◆ Requirements ◆
Copy the data below exactly.

◆ Data for the task ◆
** BEGIN **

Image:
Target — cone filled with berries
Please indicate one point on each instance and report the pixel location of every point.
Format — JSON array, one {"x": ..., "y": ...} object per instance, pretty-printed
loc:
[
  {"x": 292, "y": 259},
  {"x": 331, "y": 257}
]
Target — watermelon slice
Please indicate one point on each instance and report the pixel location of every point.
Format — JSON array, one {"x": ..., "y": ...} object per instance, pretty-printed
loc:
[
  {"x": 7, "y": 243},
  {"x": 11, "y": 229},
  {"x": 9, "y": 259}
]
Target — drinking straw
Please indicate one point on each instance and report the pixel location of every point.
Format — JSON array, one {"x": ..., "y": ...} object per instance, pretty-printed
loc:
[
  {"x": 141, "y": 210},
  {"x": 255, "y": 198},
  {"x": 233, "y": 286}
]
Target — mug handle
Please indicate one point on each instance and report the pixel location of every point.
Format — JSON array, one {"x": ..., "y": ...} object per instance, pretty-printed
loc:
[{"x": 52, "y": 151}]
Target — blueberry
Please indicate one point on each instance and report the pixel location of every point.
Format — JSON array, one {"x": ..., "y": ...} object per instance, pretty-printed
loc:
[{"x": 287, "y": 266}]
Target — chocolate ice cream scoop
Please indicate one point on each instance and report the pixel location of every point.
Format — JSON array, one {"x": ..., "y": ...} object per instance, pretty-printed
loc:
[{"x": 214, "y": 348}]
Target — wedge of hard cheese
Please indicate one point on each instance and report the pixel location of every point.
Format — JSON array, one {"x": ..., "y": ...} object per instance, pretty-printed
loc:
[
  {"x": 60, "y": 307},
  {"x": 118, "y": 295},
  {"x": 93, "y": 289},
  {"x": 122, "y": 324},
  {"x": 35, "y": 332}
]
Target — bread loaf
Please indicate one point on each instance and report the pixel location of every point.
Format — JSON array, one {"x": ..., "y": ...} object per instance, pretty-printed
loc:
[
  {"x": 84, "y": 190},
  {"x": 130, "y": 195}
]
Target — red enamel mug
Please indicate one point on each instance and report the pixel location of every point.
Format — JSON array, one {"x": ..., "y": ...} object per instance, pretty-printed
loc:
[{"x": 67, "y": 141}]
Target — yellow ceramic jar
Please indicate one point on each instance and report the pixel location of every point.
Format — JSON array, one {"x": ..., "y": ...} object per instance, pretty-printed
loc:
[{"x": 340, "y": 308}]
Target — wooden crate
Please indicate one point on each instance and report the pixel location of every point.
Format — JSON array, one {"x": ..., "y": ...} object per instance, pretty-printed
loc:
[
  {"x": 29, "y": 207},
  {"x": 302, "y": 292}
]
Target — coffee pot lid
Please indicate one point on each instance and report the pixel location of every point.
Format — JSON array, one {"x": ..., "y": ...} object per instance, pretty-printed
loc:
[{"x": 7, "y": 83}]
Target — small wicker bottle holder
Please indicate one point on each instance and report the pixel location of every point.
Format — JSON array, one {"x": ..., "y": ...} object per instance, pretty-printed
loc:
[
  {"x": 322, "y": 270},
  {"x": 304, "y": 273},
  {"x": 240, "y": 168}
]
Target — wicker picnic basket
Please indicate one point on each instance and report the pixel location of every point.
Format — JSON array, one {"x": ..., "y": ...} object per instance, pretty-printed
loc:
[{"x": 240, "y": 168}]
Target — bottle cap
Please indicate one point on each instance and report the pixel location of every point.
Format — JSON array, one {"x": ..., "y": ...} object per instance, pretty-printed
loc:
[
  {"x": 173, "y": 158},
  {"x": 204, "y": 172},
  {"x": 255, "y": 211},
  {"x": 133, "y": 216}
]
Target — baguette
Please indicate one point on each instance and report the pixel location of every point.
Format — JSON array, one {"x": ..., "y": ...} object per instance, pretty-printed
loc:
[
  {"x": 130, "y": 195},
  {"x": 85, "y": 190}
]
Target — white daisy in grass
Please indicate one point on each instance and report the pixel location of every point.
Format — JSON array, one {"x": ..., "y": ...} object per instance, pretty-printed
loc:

** END **

◆ Answer in full ◆
Image:
Target — cone filled with berries
Please indicate one point on each instance and report the pixel location of every point.
Format — JSON array, one {"x": ..., "y": ...} object per instance, pretty-printed
loc:
[
  {"x": 292, "y": 259},
  {"x": 331, "y": 257}
]
Target — watermelon slice
Please indicate one point on each instance and report the pixel location of every point.
Format — JSON array, one {"x": ..., "y": ...} object per instance, pretty-printed
loc:
[
  {"x": 7, "y": 243},
  {"x": 11, "y": 229},
  {"x": 9, "y": 259}
]
Target — drinking straw
Please indicate one point on each instance and report the pixel location of every point.
Format — JSON array, one {"x": ..., "y": ...} object per instance, pretty-printed
loc:
[
  {"x": 141, "y": 210},
  {"x": 255, "y": 198},
  {"x": 233, "y": 286}
]
Target — mug handle
Please indicate one point on each instance and report the pixel location of every point.
Format — JSON array, one {"x": ..., "y": ...} object per instance, pretty-printed
loc:
[{"x": 52, "y": 151}]
Target — blueberry
Please indicate one point on each instance and report the pixel location of every point.
Format — JSON array, one {"x": ..., "y": ...} object per instance, pretty-printed
loc:
[{"x": 287, "y": 266}]
Target — chocolate ice cream scoop
Please indicate one point on each instance and report the pixel location of every point.
Format — JSON array, one {"x": ..., "y": ...} object per instance, pretty-printed
loc:
[{"x": 214, "y": 348}]
Target — wedge of hard cheese
Please indicate one point on each instance and report the pixel location of every point.
Format — JSON array, one {"x": ..., "y": ...} object per instance, pretty-printed
loc:
[
  {"x": 60, "y": 307},
  {"x": 118, "y": 295},
  {"x": 93, "y": 289},
  {"x": 122, "y": 324},
  {"x": 35, "y": 332}
]
Target — bread loaf
Please indicate one point on each instance and report the pixel location of every point.
Format — JSON array, one {"x": ..., "y": ...} object per instance, pretty-printed
loc:
[
  {"x": 84, "y": 190},
  {"x": 130, "y": 195}
]
Target — red enamel mug
Please indicate one point on each instance and report the pixel location of every point.
Format — JSON array, one {"x": ..., "y": ...} object per instance, pretty-printed
loc:
[{"x": 67, "y": 141}]
Target — yellow ceramic jar
Please indicate one point on each instance and report the pixel location of every point.
Format — JSON array, one {"x": ..., "y": ...} object per instance, pretty-printed
loc:
[{"x": 340, "y": 308}]
Target — wooden crate
Please indicate one point on each instance and report the pixel location of every point.
Format — JSON array, one {"x": ..., "y": ...} object per instance, pretty-printed
loc:
[
  {"x": 29, "y": 207},
  {"x": 302, "y": 292}
]
Target — coffee pot lid
Please indicate one point on each instance and report the pixel location of every point.
Format — JSON array, one {"x": ..., "y": ...} object per instance, pretty-printed
loc:
[{"x": 7, "y": 83}]
Target — small wicker bottle holder
Please indicate one point on each instance and report the pixel location of every point.
Format — JSON array, one {"x": ..., "y": ...} object per instance, pretty-printed
loc:
[
  {"x": 322, "y": 270},
  {"x": 304, "y": 273},
  {"x": 240, "y": 168}
]
Target — wicker picnic basket
Please indicate one point on each instance and report the pixel location of every point.
Format — JSON array, one {"x": ..., "y": ...} object per instance, pretty-printed
loc:
[{"x": 240, "y": 168}]
Target — bottle cap
Please indicate one point on each instance and report the pixel location of every point.
Format — JSON array, one {"x": ..., "y": ...} object per instance, pretty-printed
loc:
[
  {"x": 173, "y": 158},
  {"x": 204, "y": 172},
  {"x": 255, "y": 211},
  {"x": 133, "y": 216}
]
Target — baguette
Please indicate one point on each instance and report the pixel location of every point.
Format — JSON array, one {"x": ..., "y": ...} object per instance, pretty-printed
loc:
[
  {"x": 130, "y": 195},
  {"x": 85, "y": 190}
]
Target — white daisy in grass
Please indicate one point on each instance and report the pixel location of every point.
Format — JSON array, one {"x": ..., "y": ...} object per instance, pretty-printed
loc:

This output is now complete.